WHAT IS BEING ASKED: Top to bottom, output the entries that follow exactly.

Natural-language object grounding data
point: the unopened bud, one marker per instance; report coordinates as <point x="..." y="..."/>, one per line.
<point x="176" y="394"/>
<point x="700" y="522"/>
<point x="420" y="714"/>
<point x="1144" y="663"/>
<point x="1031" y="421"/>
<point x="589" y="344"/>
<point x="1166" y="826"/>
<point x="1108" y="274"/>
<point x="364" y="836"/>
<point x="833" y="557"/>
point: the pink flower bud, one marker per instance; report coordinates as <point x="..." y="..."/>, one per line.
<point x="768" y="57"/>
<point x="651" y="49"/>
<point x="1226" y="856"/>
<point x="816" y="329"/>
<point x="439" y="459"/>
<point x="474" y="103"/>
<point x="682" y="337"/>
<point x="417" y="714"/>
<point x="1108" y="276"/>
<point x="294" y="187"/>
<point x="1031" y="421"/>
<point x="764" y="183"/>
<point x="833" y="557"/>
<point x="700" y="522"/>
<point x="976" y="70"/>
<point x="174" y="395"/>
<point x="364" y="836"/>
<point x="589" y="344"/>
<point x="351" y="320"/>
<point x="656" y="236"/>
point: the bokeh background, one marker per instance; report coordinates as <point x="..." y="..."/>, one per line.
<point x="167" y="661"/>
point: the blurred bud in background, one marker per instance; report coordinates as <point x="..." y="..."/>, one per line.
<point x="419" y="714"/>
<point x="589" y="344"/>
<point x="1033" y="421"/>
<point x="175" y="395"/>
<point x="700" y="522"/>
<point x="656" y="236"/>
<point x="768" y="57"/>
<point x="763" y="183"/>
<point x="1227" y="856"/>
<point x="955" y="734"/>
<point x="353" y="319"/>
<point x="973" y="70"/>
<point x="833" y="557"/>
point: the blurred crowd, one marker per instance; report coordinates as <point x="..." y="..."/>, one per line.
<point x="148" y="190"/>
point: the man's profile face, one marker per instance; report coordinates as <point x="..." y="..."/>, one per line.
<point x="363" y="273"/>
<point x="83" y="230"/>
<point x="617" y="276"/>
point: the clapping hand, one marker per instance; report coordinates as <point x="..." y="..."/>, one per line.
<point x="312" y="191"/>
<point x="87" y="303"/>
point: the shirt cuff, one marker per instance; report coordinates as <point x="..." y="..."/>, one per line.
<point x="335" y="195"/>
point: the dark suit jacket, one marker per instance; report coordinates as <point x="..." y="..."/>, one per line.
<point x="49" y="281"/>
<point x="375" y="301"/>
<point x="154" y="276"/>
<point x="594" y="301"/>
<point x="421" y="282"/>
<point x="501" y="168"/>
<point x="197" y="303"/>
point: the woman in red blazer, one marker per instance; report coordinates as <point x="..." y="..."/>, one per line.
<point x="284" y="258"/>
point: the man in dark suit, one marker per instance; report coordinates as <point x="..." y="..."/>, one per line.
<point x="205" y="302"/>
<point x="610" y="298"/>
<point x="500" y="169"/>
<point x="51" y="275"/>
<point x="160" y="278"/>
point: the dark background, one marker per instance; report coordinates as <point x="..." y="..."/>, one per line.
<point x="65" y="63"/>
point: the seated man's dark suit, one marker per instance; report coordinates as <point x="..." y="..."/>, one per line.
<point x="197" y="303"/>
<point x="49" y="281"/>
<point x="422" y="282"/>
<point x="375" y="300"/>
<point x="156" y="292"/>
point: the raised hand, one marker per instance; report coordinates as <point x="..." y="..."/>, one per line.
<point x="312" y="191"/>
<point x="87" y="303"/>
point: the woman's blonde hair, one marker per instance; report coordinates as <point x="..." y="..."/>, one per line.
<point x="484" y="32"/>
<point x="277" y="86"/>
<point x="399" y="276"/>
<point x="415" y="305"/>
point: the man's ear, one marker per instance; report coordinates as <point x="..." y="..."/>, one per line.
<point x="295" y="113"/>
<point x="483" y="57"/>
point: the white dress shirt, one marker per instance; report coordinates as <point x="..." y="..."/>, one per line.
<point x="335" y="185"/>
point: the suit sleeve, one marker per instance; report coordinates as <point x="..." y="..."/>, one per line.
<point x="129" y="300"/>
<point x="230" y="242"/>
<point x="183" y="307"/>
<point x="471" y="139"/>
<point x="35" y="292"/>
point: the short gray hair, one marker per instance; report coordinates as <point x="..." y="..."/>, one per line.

ANSWER SPACE:
point: the unopened bud, one marker per instance; report coordinates as <point x="..." y="..."/>, one per line.
<point x="176" y="394"/>
<point x="700" y="522"/>
<point x="420" y="714"/>
<point x="1144" y="663"/>
<point x="1031" y="421"/>
<point x="589" y="344"/>
<point x="1166" y="826"/>
<point x="1108" y="274"/>
<point x="364" y="836"/>
<point x="833" y="557"/>
point: the pink flower bud, one marker per instance; report coordinates as <point x="..." y="..."/>, one per line.
<point x="768" y="57"/>
<point x="651" y="49"/>
<point x="1226" y="856"/>
<point x="816" y="329"/>
<point x="439" y="459"/>
<point x="474" y="103"/>
<point x="682" y="337"/>
<point x="417" y="714"/>
<point x="1108" y="276"/>
<point x="294" y="187"/>
<point x="1031" y="421"/>
<point x="764" y="183"/>
<point x="833" y="557"/>
<point x="700" y="522"/>
<point x="976" y="70"/>
<point x="174" y="395"/>
<point x="364" y="836"/>
<point x="589" y="344"/>
<point x="351" y="320"/>
<point x="656" y="236"/>
point: the bokeh background, one marker per instance; report coordinates as <point x="..." y="..."/>, one per line.
<point x="167" y="661"/>
point: the blurred bud in background, one marker per instance; report coordinates as <point x="..." y="..."/>, one per line.
<point x="419" y="714"/>
<point x="589" y="344"/>
<point x="1033" y="421"/>
<point x="175" y="395"/>
<point x="700" y="522"/>
<point x="656" y="236"/>
<point x="768" y="57"/>
<point x="763" y="183"/>
<point x="1227" y="856"/>
<point x="955" y="734"/>
<point x="353" y="319"/>
<point x="973" y="70"/>
<point x="833" y="557"/>
point: the blurred crowd, one marker per instance; report coordinates as <point x="..." y="..."/>, one per line.
<point x="148" y="190"/>
point: the man's profile face, one marker per instance; report coordinates as <point x="..." y="..."/>, one per line.
<point x="363" y="273"/>
<point x="83" y="230"/>
<point x="617" y="276"/>
point: the clapping hand, one marker per instance; report coordinates as <point x="..." y="..."/>, one per line.
<point x="312" y="191"/>
<point x="87" y="303"/>
point: the shirt cuff, one marker per instance; report coordinates as <point x="..." y="..."/>, one per line.
<point x="335" y="195"/>
point: the dark suit jacket, one marker per instance; report coordinates as <point x="..." y="..."/>, one per line.
<point x="49" y="281"/>
<point x="375" y="301"/>
<point x="154" y="276"/>
<point x="594" y="301"/>
<point x="421" y="282"/>
<point x="501" y="168"/>
<point x="197" y="303"/>
point: the woman in red blazer, one marker per instance; report coordinates as <point x="..." y="..."/>, one per line.
<point x="284" y="258"/>
point: the man in dark suit, one marker per instance; report coordinates as <point x="..." y="..."/>, one per line.
<point x="205" y="302"/>
<point x="610" y="298"/>
<point x="500" y="169"/>
<point x="51" y="275"/>
<point x="160" y="278"/>
point: the dark background, one marker per instance; report coordinates as <point x="..." y="..."/>, one per line.
<point x="65" y="63"/>
point: the seated man's dark suit, one marker per instance; report coordinates as <point x="..." y="..."/>, one per line.
<point x="197" y="303"/>
<point x="49" y="281"/>
<point x="422" y="282"/>
<point x="375" y="300"/>
<point x="156" y="292"/>
point: the raised hand, one marker per instance; report coordinates as <point x="..." y="..."/>, one per line.
<point x="312" y="191"/>
<point x="87" y="303"/>
point: the woman's blonde hair, one marker per instance; report coordinates as <point x="..." y="..."/>, one per line.
<point x="484" y="32"/>
<point x="277" y="86"/>
<point x="399" y="276"/>
<point x="415" y="305"/>
point: the man's ear, one marker per instance; report coordinates as <point x="..." y="..."/>, one per line.
<point x="295" y="113"/>
<point x="483" y="57"/>
point: the white dress shirt, one marker per instance; report coordinates as <point x="..." y="..."/>, one per line.
<point x="335" y="185"/>
point: the suit sleeve, one marker per instance; report coordinates as <point x="..." y="..."/>, one per line.
<point x="129" y="300"/>
<point x="230" y="242"/>
<point x="183" y="307"/>
<point x="471" y="139"/>
<point x="35" y="292"/>
point: the short gray hair, one marker per instance; report coordinates as <point x="..." y="..."/>, one per line.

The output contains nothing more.